Work item ▸ Only the lines running from the line with "Query: green shrub" to the end of the records below belong in the answer, each copied exactly.
─── Given data
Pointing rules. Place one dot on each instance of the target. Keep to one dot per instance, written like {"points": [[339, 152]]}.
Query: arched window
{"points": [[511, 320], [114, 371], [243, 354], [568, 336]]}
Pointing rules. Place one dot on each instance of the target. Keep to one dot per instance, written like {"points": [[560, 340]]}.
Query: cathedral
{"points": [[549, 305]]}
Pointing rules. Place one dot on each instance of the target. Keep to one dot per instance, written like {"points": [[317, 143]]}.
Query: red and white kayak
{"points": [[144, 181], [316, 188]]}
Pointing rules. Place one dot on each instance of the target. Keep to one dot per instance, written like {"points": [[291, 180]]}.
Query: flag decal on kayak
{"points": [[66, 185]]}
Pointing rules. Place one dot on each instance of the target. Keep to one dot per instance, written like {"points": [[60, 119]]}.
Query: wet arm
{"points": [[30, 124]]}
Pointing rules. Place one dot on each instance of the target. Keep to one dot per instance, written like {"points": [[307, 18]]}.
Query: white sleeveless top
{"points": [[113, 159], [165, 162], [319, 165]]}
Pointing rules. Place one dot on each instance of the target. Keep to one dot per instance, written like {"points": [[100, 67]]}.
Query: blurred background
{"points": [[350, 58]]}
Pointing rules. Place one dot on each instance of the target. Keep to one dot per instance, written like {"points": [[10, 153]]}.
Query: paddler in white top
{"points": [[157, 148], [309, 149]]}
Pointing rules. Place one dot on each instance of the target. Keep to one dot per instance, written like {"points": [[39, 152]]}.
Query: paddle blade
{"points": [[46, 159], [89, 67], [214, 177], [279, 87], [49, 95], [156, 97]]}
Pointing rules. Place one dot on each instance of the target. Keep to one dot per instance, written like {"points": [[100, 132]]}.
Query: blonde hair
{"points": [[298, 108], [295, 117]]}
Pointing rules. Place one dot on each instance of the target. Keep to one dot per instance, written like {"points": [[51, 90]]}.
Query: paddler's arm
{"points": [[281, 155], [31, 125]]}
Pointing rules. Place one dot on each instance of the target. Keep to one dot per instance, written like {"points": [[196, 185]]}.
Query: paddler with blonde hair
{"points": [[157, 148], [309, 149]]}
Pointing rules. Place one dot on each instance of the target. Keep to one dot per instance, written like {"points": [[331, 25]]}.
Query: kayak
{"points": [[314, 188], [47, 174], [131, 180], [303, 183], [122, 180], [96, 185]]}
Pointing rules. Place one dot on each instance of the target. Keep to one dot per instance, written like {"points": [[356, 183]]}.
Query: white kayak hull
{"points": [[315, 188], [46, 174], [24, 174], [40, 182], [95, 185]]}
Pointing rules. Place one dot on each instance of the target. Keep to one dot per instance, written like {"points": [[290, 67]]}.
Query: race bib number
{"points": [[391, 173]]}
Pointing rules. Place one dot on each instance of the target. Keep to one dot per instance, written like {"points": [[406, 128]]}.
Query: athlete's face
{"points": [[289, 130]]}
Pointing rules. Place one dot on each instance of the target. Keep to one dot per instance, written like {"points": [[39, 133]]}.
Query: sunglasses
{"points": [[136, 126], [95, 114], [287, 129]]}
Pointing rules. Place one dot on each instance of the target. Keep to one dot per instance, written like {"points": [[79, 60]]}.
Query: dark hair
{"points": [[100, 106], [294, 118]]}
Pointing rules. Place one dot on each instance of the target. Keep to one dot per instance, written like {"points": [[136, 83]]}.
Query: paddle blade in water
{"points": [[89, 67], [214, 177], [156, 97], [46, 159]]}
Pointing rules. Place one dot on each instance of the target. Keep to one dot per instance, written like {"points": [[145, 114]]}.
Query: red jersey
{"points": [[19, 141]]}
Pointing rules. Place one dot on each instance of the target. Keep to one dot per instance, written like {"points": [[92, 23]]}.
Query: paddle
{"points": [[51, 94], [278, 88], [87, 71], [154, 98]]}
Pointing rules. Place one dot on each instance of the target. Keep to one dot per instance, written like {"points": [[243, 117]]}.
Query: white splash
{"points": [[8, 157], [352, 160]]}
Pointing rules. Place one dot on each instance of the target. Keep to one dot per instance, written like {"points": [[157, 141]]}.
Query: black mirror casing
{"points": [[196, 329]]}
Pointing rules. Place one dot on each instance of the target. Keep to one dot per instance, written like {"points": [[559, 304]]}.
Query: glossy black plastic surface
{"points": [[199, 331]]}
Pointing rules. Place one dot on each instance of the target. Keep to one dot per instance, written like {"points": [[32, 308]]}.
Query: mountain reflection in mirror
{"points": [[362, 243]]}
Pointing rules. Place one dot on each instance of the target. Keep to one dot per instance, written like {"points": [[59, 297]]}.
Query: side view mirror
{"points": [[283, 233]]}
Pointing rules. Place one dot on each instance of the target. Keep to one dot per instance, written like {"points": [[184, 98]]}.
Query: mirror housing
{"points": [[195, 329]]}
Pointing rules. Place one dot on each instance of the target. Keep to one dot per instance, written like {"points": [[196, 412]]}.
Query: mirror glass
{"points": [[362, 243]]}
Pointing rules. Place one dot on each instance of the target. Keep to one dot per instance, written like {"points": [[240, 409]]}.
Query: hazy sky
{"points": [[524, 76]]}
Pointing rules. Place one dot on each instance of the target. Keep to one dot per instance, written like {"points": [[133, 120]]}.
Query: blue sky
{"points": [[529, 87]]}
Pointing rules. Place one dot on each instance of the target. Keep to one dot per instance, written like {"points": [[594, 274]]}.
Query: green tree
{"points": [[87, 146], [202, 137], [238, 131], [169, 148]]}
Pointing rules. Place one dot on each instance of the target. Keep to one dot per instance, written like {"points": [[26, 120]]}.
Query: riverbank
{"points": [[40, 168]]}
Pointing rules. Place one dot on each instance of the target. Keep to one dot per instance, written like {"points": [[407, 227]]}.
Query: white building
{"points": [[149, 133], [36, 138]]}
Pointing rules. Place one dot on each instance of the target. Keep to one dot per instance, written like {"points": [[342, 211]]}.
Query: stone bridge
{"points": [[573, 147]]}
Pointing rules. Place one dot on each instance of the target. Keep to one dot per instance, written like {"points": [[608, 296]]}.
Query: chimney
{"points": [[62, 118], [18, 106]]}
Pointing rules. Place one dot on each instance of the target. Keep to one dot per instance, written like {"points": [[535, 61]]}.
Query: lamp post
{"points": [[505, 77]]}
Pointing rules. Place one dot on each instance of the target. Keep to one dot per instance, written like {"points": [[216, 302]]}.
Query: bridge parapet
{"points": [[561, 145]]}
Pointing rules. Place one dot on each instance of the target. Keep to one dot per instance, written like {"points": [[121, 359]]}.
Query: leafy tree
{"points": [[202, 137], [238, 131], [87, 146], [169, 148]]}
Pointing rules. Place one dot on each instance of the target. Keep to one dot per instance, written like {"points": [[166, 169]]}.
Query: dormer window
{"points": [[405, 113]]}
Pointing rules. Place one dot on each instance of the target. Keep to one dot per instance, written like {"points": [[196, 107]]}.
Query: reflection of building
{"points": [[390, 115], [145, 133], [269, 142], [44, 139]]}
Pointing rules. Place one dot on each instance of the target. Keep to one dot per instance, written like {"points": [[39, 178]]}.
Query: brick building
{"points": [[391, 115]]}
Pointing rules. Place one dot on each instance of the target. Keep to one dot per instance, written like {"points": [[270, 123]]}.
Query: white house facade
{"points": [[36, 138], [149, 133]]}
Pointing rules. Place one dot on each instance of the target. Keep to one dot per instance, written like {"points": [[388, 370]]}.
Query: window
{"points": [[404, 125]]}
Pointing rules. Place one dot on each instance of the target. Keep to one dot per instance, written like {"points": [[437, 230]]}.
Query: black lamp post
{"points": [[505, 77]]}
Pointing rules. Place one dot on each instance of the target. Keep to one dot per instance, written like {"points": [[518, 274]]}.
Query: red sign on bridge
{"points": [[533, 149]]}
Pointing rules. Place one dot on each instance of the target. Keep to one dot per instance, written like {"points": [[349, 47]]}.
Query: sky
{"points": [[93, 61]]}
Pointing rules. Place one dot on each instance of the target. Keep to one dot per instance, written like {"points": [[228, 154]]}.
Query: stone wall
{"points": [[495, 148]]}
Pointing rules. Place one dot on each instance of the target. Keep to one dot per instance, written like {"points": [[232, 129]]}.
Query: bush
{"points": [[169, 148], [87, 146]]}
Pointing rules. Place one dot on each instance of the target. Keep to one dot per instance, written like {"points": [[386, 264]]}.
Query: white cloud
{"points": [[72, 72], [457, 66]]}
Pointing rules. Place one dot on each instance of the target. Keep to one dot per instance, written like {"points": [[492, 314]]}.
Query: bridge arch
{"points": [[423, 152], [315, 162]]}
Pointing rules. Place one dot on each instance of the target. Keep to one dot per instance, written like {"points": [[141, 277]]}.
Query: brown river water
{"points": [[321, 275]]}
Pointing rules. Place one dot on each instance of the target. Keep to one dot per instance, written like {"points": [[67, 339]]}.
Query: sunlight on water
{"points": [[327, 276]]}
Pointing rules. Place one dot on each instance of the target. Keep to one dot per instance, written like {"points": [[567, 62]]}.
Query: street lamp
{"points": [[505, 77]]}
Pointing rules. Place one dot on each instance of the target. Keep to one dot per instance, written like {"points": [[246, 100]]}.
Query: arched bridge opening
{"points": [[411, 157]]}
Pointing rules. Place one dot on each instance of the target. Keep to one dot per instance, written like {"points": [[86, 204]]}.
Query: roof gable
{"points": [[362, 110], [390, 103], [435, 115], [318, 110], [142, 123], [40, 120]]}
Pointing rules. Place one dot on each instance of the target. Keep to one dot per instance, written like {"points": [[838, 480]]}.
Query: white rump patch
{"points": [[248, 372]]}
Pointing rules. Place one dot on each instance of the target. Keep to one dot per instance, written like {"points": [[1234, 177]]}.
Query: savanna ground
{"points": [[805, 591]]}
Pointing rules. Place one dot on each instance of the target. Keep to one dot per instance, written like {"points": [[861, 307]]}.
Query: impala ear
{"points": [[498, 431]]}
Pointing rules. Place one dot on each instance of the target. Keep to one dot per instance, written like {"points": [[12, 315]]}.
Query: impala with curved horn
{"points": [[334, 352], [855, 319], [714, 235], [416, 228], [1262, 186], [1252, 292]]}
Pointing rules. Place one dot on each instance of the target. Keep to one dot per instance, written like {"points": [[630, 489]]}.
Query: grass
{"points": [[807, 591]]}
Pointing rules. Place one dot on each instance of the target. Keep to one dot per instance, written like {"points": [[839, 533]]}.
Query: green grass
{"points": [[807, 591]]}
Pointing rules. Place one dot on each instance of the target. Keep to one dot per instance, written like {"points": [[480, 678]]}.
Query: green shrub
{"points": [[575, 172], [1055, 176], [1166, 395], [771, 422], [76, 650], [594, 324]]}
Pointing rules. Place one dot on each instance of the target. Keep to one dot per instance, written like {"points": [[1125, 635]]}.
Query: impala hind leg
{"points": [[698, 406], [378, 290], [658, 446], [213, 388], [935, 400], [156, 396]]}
──────
Reply ▸
Query: green shrub
{"points": [[575, 172], [1055, 176], [1166, 395], [771, 422], [76, 650], [594, 324]]}
Pointing rules. Place one dot on each instance of the target. Keep to one dot per instance, written like {"points": [[1125, 635]]}.
Query: impala hind leg
{"points": [[698, 406], [378, 290], [658, 446], [213, 388], [935, 400], [156, 396]]}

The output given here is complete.